*Input records*
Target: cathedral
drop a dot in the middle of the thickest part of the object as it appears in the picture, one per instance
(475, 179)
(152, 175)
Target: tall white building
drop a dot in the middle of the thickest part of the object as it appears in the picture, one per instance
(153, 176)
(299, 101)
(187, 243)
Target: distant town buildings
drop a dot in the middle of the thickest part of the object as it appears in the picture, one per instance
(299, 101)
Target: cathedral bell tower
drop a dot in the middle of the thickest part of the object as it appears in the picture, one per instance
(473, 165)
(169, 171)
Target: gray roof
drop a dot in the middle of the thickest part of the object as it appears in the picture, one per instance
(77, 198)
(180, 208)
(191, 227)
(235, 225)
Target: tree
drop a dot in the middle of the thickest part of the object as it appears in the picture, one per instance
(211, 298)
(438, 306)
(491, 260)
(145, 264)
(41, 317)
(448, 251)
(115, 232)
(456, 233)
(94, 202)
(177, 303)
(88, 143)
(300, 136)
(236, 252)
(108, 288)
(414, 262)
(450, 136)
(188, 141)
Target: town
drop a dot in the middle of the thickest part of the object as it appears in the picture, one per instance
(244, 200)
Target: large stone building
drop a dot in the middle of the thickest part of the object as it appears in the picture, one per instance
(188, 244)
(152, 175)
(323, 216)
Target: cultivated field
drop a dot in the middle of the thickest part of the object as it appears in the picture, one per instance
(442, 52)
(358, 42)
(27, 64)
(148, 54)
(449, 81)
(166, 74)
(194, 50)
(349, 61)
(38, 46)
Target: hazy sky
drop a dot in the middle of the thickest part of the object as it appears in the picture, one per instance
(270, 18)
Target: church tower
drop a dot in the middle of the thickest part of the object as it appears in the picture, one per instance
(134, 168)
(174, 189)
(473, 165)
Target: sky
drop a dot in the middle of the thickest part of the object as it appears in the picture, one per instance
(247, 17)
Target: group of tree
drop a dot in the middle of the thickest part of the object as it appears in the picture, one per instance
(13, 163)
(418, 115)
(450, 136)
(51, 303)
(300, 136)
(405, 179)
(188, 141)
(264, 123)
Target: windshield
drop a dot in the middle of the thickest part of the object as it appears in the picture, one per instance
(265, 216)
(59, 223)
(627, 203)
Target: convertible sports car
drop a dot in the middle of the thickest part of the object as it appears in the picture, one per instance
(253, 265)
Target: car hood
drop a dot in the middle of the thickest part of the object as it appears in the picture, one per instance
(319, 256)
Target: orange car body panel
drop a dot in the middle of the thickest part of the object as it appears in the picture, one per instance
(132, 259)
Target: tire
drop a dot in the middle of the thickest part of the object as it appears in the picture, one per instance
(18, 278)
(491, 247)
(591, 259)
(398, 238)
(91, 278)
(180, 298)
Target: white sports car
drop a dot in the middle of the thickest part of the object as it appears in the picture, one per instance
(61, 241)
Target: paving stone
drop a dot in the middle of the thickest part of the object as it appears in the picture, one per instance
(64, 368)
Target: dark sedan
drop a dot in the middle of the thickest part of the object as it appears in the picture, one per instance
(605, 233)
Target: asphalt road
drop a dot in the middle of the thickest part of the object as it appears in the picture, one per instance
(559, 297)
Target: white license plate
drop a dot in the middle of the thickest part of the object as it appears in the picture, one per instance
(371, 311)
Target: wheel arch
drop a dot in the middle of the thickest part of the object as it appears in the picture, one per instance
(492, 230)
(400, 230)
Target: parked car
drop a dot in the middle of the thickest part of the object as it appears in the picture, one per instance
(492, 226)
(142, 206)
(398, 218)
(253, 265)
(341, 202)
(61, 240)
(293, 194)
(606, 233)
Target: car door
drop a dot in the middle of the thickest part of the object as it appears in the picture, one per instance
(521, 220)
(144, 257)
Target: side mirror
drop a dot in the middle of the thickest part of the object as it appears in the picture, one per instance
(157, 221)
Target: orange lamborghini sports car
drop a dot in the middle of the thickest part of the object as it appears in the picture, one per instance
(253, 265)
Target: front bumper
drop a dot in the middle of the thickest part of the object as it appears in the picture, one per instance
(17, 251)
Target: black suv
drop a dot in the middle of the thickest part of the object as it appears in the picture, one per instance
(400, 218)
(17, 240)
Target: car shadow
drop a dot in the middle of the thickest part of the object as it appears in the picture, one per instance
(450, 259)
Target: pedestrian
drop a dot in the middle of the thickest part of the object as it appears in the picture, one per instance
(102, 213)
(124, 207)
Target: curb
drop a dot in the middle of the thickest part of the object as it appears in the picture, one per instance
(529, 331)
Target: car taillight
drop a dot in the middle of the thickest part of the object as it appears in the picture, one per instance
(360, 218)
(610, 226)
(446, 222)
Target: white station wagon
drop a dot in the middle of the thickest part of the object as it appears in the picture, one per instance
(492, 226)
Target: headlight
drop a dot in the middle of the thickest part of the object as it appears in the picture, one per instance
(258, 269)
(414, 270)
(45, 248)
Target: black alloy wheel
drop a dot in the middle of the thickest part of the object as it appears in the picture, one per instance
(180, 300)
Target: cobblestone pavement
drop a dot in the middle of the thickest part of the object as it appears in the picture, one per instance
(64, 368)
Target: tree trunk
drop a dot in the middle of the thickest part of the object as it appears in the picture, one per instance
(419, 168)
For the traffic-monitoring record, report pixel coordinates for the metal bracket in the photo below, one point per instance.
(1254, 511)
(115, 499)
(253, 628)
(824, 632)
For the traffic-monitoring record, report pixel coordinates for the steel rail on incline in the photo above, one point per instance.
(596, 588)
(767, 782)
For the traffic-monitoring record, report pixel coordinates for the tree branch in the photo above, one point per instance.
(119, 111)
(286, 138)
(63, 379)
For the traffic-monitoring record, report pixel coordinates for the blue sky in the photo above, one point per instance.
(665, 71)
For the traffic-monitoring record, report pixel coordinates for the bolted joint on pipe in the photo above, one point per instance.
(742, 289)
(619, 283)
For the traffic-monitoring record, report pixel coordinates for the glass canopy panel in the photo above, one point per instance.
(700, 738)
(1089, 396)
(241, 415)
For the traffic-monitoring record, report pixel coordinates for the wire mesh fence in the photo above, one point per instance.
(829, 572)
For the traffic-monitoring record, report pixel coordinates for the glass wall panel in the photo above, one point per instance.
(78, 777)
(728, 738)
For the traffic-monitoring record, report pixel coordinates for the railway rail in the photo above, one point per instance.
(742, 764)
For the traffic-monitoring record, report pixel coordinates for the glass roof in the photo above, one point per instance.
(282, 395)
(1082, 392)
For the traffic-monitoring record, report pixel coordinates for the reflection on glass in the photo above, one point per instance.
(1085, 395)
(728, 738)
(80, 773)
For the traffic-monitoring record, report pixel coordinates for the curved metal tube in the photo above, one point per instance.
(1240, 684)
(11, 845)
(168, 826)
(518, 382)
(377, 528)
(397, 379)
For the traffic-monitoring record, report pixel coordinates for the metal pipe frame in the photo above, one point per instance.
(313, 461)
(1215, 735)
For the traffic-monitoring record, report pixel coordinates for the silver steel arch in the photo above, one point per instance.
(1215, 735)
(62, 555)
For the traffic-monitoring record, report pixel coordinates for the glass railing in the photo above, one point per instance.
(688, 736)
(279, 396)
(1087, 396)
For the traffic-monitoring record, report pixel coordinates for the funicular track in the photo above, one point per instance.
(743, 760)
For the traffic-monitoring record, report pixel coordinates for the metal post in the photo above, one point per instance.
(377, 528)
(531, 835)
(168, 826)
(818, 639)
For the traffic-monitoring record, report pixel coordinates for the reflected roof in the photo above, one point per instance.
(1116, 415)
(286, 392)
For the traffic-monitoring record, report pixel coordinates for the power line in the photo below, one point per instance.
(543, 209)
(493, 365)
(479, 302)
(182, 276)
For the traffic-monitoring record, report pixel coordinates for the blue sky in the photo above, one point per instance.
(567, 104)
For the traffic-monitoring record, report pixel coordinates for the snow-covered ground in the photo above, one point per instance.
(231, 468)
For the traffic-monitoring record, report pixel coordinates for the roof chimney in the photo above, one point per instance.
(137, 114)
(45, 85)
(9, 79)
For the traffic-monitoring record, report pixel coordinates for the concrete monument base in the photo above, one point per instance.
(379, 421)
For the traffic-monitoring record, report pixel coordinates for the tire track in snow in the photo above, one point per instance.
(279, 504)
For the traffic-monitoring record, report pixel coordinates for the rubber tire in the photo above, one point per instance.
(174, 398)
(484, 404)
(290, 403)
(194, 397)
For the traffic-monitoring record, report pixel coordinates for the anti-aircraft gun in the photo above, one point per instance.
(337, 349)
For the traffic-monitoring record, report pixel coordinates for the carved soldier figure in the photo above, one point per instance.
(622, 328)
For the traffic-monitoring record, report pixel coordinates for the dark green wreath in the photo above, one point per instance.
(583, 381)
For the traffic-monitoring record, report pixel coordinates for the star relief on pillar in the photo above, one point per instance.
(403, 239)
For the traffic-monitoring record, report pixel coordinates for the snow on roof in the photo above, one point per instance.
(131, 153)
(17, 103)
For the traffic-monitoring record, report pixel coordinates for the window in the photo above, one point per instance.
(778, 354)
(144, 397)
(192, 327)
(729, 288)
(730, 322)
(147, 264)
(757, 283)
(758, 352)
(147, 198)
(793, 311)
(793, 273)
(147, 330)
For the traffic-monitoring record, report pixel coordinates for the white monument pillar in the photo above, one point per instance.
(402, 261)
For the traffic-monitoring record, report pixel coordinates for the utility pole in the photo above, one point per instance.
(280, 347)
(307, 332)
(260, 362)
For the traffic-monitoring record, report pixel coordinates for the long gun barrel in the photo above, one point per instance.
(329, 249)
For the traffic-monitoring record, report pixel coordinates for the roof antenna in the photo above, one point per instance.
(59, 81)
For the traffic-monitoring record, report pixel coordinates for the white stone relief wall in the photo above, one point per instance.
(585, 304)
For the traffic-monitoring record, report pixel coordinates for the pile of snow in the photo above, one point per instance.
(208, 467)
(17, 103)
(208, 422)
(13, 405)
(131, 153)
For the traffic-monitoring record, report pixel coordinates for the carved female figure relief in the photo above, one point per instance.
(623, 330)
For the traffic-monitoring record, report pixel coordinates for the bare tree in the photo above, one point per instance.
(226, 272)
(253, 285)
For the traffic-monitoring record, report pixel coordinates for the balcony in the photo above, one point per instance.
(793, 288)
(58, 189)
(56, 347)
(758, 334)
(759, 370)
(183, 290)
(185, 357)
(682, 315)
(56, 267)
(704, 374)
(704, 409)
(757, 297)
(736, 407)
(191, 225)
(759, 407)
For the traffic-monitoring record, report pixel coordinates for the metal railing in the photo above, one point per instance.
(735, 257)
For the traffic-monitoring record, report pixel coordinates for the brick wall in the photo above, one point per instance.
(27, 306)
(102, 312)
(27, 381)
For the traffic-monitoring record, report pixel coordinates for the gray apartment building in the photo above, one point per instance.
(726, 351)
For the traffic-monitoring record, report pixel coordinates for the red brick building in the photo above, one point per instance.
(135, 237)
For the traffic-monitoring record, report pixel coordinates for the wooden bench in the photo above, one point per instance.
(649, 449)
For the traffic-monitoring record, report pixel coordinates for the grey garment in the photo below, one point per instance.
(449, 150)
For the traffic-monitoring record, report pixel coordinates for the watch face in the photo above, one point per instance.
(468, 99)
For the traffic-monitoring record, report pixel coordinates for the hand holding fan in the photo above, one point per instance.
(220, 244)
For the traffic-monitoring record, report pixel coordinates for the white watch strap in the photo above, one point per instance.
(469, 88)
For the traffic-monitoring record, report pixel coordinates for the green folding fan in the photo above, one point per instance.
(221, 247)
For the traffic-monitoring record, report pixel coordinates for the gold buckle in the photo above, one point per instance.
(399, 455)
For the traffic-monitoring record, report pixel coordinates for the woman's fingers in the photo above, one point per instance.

*What you will do*
Take the lines from the first line of the listing to the line containing "Target: sky". Please print them exactly, ends included, with nothing else.

*Output below*
Target: cathedral
drop a dot in the middle of the thickest part of the object as it appears in the picture, one per instance
(475, 179)
(152, 175)
Target: tall white building
drop a dot in the middle of the thickest part of the object as it appears in the picture, one per instance
(153, 176)
(299, 101)
(187, 243)
Target: distant town buildings
drop a dot in the middle of the thickest part of the object as it appears in the picture, one per instance
(299, 101)
Target: cathedral bell tower
drop a dot in the middle of the thickest part of the object as it appears in the picture, one per instance
(473, 165)
(169, 171)
Target: gray roof
drop a dot in the middle of the thickest part of the object as it appears in the picture, one per instance
(77, 198)
(180, 208)
(191, 227)
(235, 225)
Target: tree
drop a dot in the middle of the thickest part of the object as it appears in the picture, one per instance
(211, 298)
(438, 306)
(491, 260)
(145, 264)
(41, 317)
(448, 251)
(115, 232)
(456, 233)
(94, 202)
(177, 303)
(88, 143)
(300, 136)
(236, 252)
(108, 288)
(414, 262)
(450, 136)
(188, 141)
Target: town
drop a dot in the middle of the thickest part of the object as it appears in the picture, one per instance
(244, 200)
Target: large stone building
drop a dot in the middle of the thickest part of the object as it appears in the picture, one per instance
(188, 244)
(152, 175)
(323, 216)
Target: cultivated field
drop a dot in the middle of the thickest part of the object as it appears in the picture, one per instance
(442, 52)
(358, 42)
(27, 64)
(148, 54)
(449, 81)
(166, 74)
(194, 50)
(349, 61)
(38, 46)
Target: hazy sky
drop a dot in the middle of the thickest part of the object as it appears in the picture, one per instance
(270, 18)
Target: church tower
drop a dot in the middle of the thickest part of the object as it appears in the picture, one per instance
(134, 168)
(174, 189)
(473, 165)
Target: sky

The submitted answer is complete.